WORK REQUIRED:
Locate every line in the listing below that contains the word "surface" and copy each one out.

-- BEGIN RECORD EXCERPTS --

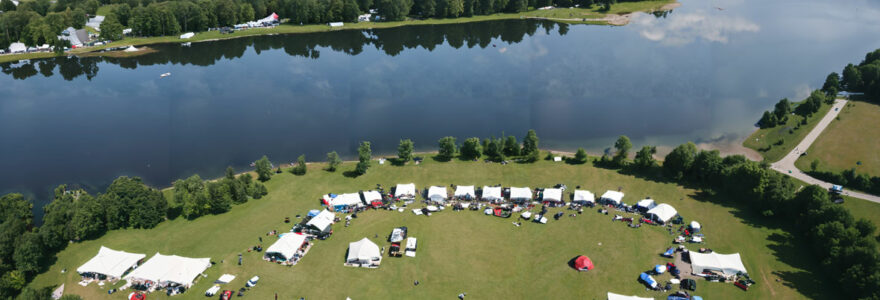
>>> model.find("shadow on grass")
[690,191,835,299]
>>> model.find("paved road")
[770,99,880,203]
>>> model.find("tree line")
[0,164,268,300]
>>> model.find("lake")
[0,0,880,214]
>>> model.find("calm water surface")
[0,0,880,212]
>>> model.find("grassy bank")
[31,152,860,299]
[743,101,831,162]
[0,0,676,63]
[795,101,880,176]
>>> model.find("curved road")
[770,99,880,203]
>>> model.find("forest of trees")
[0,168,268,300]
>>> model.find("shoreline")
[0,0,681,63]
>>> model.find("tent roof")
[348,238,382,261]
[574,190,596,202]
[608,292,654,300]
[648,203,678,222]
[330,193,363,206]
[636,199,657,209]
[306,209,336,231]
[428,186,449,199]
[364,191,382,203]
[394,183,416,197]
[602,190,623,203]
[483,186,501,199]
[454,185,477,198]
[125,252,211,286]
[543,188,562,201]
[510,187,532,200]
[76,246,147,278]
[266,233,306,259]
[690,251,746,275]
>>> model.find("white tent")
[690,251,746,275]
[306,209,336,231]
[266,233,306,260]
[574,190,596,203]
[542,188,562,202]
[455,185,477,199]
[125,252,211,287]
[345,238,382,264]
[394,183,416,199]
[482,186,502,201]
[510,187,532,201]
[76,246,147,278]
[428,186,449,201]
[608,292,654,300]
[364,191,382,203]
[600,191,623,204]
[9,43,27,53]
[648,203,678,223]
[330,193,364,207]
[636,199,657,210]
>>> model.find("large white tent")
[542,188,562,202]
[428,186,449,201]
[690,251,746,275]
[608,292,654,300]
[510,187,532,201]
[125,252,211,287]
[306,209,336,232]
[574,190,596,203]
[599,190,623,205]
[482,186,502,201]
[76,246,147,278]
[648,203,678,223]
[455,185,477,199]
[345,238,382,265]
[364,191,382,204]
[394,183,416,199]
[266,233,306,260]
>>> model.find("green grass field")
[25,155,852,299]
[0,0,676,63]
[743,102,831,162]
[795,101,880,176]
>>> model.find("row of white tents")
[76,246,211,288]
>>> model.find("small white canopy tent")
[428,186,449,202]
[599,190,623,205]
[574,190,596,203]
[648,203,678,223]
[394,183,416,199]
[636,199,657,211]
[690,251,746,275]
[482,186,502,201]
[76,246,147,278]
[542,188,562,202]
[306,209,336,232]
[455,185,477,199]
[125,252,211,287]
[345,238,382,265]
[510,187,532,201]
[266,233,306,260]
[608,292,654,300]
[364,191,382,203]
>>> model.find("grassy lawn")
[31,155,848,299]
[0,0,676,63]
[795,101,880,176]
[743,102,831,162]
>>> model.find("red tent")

-- END RECORD EXCERPTS --
-- BEGIN RECORD EXCERPTS --

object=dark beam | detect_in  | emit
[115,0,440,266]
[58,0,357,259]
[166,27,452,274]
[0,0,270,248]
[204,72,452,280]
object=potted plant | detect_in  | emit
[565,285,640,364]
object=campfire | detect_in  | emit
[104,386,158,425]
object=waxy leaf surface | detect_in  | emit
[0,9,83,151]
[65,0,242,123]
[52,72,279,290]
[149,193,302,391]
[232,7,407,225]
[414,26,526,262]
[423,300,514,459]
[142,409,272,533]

-- END RECORD EXCERPTS --
-- BEGIN RECORD EXCERPTS --

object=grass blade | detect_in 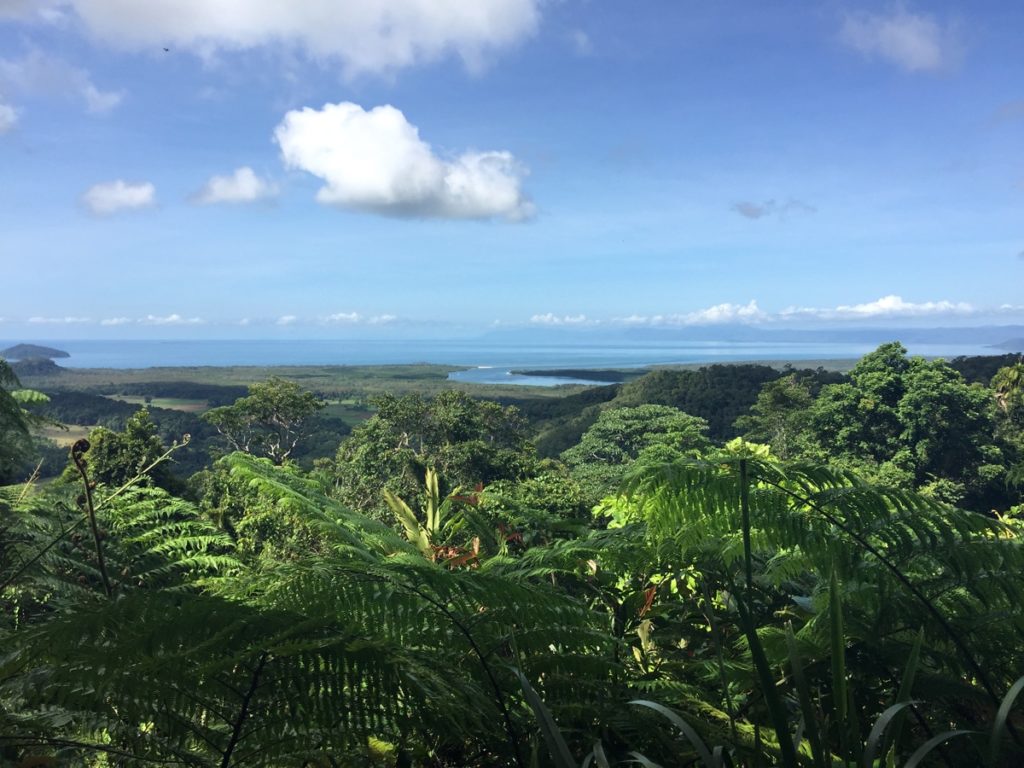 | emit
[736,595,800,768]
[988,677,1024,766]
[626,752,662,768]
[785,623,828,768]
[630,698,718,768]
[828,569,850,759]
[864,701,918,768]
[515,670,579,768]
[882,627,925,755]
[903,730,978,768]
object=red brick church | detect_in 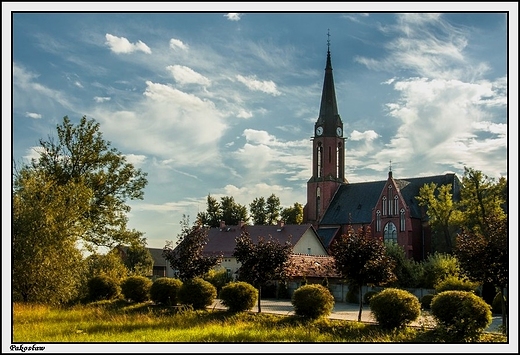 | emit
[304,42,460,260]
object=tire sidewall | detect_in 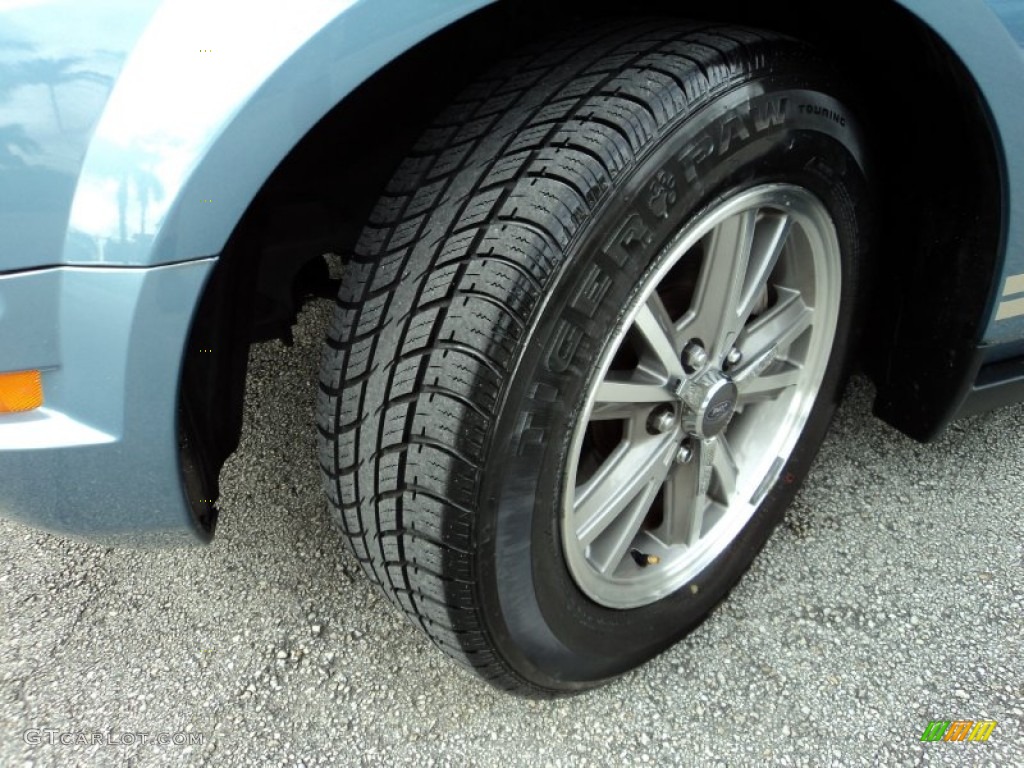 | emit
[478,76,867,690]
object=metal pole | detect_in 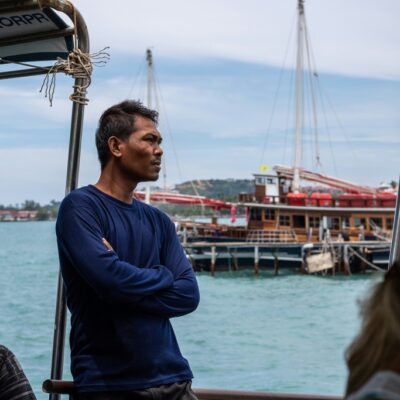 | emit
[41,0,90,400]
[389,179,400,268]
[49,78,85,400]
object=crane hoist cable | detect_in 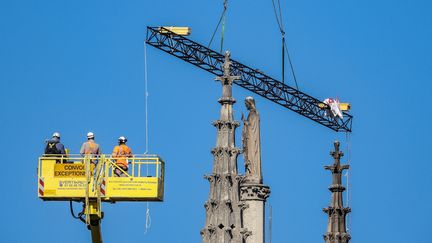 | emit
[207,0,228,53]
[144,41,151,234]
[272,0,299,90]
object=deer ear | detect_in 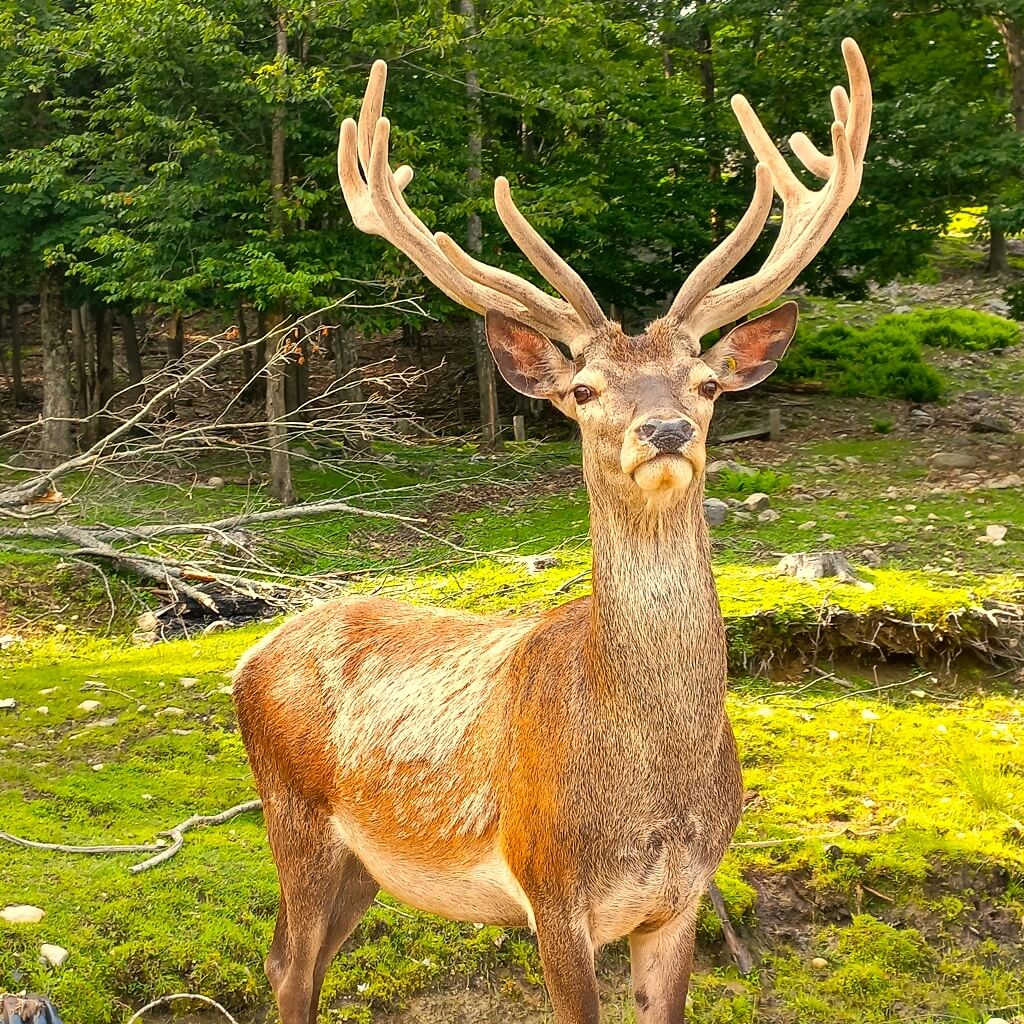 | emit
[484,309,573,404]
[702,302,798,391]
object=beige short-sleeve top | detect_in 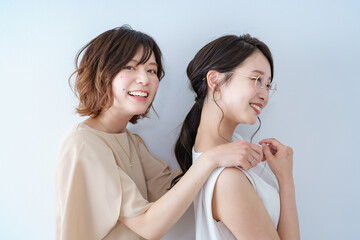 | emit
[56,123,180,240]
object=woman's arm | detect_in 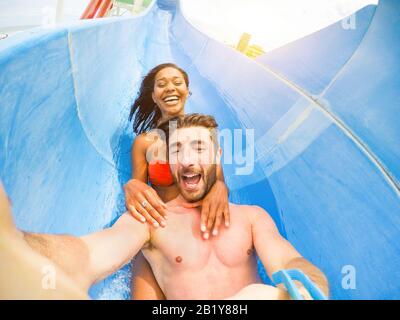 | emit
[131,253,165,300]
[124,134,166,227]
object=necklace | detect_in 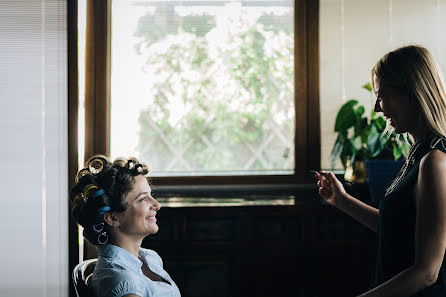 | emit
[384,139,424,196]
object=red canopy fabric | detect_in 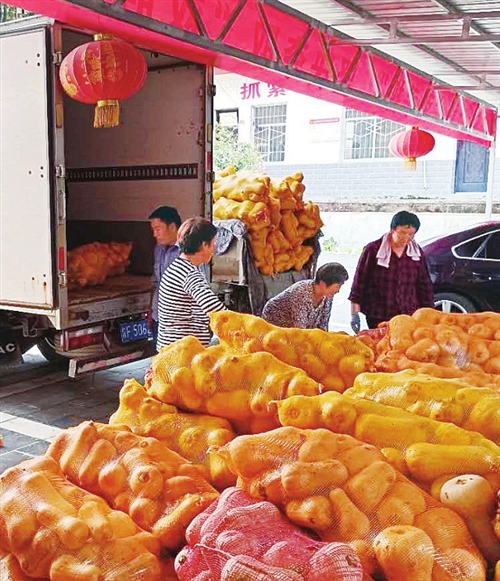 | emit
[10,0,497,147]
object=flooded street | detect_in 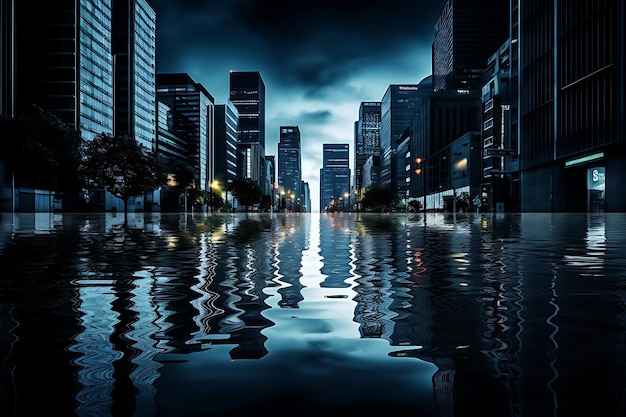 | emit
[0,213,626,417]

-- END RECORD EXCERPTS --

ANSWER FOR THE TASK:
>>> model.find("calm water surface")
object=waxy leaf surface | detect_in  | emit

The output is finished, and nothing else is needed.